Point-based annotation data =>

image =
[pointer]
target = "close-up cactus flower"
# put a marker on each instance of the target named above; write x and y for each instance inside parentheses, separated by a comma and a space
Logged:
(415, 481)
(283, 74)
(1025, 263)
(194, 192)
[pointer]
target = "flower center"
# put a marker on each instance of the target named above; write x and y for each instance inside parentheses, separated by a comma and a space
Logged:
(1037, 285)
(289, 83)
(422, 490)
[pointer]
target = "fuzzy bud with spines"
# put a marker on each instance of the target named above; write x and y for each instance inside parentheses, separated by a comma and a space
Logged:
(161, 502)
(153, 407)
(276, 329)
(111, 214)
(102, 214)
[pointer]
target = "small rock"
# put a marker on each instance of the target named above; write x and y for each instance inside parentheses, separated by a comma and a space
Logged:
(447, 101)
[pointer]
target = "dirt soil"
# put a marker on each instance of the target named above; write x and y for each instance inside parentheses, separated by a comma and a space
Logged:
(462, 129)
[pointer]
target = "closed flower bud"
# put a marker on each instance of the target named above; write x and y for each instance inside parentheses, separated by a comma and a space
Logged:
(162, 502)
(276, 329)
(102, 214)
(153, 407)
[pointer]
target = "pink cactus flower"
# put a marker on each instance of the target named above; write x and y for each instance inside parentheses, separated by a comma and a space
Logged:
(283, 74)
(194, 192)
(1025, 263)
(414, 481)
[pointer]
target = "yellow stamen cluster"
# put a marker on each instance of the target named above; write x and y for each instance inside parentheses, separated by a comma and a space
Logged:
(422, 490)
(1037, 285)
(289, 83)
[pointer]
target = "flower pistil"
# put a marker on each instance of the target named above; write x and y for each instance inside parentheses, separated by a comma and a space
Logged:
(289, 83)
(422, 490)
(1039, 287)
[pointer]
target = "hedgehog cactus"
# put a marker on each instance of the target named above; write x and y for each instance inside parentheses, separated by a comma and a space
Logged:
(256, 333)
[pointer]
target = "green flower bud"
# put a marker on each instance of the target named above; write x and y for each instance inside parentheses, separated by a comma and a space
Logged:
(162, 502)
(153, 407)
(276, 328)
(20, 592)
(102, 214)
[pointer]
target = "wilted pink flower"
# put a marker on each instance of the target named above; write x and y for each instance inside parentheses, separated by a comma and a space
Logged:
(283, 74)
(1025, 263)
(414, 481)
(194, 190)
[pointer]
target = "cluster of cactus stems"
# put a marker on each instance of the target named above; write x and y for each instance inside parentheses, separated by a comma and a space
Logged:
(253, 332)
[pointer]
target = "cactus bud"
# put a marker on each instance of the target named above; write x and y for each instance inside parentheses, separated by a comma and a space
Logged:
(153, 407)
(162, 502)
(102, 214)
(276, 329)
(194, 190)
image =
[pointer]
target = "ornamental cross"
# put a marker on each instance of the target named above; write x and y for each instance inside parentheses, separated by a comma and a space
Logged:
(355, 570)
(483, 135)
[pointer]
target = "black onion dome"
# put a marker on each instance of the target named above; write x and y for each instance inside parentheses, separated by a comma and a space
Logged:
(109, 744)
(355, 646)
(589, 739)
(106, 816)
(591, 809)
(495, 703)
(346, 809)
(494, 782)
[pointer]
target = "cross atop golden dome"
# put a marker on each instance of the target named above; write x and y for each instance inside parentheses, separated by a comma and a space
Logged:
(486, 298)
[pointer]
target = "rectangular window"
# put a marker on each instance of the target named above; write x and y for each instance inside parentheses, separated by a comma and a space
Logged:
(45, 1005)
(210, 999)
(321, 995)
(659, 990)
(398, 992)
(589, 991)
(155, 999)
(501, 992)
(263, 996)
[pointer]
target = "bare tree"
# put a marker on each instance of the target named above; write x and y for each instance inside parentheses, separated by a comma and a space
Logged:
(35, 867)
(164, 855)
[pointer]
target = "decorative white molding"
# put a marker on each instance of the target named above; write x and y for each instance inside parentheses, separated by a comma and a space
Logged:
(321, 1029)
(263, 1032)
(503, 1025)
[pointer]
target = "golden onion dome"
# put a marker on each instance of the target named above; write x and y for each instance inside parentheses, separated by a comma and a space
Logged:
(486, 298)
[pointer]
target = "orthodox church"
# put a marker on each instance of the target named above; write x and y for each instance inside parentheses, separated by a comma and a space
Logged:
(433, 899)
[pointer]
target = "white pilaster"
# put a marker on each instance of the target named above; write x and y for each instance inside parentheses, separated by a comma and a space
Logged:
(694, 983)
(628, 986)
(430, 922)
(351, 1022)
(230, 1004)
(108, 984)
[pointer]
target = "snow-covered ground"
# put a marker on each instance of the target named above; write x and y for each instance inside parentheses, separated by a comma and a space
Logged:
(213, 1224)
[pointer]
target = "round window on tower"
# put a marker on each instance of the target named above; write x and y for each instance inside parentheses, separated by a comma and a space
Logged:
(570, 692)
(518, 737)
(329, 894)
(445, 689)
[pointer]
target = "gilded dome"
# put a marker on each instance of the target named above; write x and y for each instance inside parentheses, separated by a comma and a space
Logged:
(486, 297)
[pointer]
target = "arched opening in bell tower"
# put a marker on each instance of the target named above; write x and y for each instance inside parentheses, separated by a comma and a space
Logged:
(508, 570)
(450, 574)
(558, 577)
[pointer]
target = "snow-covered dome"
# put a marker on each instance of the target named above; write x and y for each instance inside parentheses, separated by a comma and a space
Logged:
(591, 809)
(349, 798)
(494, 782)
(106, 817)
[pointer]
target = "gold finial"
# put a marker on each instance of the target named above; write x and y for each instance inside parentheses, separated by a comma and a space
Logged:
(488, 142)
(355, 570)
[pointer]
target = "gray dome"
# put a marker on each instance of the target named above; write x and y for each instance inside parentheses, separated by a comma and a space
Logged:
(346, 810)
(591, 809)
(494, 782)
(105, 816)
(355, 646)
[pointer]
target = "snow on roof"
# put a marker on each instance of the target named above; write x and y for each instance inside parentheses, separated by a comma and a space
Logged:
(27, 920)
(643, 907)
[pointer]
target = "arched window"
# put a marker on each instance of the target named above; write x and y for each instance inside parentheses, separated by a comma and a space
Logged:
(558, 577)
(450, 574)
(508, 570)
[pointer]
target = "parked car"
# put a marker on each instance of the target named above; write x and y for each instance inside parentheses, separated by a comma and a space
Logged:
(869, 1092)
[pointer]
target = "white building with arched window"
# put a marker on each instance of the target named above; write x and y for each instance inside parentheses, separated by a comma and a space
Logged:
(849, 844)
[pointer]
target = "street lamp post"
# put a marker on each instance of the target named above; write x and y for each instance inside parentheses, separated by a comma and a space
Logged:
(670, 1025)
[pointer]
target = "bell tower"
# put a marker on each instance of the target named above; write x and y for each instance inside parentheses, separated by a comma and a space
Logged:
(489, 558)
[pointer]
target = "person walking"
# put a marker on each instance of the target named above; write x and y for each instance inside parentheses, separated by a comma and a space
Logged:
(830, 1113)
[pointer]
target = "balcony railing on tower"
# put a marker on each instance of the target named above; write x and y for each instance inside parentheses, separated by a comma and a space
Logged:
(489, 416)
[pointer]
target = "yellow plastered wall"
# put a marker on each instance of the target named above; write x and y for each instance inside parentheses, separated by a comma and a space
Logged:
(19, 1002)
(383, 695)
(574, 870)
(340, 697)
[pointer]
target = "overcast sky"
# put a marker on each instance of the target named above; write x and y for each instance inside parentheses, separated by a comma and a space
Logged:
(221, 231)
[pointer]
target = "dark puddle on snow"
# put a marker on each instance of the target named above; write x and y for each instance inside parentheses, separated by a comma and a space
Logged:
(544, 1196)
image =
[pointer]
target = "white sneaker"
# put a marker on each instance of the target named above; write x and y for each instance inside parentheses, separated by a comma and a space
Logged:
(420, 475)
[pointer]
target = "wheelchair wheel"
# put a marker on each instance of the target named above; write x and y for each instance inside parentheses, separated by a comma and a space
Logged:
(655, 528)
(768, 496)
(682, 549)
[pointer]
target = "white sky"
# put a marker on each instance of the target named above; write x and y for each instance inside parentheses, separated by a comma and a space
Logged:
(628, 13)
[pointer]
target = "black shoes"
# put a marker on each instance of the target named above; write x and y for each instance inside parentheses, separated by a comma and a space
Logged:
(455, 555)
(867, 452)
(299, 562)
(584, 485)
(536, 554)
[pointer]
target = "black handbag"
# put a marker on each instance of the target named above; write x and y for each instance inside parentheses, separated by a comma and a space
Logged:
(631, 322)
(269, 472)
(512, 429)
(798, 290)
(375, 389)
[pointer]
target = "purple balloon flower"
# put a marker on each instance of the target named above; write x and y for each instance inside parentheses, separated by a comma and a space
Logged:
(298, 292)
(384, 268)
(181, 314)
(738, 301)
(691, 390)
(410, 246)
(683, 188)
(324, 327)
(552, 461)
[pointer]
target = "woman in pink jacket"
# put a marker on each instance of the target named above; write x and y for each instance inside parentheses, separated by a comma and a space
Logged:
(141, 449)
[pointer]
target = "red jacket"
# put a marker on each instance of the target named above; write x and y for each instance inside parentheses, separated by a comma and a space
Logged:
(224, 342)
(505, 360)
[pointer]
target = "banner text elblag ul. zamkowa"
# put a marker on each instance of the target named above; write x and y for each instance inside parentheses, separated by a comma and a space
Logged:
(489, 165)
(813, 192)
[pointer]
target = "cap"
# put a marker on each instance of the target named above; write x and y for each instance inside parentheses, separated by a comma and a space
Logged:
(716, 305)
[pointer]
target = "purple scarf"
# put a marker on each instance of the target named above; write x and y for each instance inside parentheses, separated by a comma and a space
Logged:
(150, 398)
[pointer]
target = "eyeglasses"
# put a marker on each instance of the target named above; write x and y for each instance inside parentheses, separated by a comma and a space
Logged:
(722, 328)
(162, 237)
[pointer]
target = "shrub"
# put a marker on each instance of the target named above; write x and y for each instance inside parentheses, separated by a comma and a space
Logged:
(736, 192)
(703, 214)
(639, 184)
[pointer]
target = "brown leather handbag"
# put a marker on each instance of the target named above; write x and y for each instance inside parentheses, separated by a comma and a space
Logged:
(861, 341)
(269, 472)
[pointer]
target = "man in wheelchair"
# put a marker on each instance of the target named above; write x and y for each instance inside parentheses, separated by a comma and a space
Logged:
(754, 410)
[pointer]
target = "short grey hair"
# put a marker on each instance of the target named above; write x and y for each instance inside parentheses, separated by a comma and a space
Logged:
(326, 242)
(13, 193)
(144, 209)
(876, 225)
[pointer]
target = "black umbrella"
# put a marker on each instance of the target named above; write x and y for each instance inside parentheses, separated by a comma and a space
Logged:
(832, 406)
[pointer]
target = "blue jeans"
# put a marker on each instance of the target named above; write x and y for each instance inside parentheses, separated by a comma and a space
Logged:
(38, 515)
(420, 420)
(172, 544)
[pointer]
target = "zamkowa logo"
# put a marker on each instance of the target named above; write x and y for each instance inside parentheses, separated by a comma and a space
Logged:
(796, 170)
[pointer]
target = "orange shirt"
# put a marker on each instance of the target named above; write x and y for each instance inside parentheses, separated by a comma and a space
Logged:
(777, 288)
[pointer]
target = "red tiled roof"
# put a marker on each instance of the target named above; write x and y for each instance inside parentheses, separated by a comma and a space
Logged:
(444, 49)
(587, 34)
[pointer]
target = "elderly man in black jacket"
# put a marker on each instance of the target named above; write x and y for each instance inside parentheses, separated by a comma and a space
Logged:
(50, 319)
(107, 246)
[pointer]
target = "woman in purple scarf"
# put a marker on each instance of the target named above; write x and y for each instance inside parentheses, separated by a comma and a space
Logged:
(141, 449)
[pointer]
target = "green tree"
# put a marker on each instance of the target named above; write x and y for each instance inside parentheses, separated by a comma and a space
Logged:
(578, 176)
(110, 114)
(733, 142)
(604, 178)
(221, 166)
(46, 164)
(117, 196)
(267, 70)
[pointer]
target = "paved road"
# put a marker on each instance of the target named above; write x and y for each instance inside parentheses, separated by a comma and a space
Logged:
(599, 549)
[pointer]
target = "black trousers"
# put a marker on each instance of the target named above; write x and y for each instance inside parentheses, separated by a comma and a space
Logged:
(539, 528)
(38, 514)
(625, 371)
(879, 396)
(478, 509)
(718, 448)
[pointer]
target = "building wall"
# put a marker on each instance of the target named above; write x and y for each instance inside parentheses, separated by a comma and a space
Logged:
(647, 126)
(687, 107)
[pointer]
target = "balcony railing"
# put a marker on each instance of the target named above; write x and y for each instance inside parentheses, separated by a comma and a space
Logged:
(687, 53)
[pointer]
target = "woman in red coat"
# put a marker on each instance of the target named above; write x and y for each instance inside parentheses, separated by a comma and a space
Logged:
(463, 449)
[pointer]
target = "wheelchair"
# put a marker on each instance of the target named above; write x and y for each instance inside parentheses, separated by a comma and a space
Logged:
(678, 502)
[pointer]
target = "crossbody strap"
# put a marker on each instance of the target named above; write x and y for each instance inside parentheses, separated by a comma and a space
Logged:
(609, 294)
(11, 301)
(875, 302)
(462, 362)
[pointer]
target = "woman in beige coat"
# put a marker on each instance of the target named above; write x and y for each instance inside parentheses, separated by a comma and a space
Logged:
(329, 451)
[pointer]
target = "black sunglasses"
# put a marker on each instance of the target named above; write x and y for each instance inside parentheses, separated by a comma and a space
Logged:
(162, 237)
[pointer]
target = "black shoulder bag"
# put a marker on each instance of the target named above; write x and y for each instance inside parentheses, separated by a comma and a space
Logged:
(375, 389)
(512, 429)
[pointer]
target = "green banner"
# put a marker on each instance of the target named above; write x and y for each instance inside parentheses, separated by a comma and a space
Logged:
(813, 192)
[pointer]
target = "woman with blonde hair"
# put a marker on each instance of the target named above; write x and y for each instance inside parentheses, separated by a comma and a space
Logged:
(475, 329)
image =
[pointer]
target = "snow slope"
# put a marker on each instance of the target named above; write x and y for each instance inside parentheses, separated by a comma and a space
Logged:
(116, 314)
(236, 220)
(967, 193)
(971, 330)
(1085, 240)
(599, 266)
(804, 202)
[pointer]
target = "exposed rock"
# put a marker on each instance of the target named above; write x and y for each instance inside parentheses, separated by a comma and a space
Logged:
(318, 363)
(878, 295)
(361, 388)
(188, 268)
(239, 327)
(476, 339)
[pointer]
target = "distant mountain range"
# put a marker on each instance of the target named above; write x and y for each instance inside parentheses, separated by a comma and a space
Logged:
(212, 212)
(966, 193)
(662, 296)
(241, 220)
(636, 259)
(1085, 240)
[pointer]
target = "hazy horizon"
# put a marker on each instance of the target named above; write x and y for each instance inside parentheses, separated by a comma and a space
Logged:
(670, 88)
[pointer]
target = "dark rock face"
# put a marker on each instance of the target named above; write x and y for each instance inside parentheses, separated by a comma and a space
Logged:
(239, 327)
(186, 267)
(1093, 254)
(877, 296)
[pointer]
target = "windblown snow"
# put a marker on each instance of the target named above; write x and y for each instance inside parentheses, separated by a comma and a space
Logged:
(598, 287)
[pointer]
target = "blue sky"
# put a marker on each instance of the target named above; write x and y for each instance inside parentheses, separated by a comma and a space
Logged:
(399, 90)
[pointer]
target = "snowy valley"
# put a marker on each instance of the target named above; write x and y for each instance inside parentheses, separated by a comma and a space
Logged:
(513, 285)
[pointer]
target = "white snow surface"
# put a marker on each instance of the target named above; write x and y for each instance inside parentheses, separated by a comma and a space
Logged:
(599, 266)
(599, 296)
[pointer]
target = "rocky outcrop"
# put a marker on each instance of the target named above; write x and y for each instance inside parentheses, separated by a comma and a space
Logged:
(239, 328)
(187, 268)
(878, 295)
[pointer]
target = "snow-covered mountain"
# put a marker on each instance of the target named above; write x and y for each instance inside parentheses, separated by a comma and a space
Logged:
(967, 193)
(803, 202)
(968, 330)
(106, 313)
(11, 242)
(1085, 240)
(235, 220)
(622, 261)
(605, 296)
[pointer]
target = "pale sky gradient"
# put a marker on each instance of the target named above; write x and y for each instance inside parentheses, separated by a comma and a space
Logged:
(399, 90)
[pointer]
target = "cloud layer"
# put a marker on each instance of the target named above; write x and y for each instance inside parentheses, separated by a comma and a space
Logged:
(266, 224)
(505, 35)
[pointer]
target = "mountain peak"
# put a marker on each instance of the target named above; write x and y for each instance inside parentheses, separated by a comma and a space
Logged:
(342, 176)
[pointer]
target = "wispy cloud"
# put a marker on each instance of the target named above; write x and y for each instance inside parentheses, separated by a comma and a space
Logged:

WRITTEN PROBLEM =>
Count the lines in the data above that contain the word "black", and reply with only the number.

THE RESULT =>
8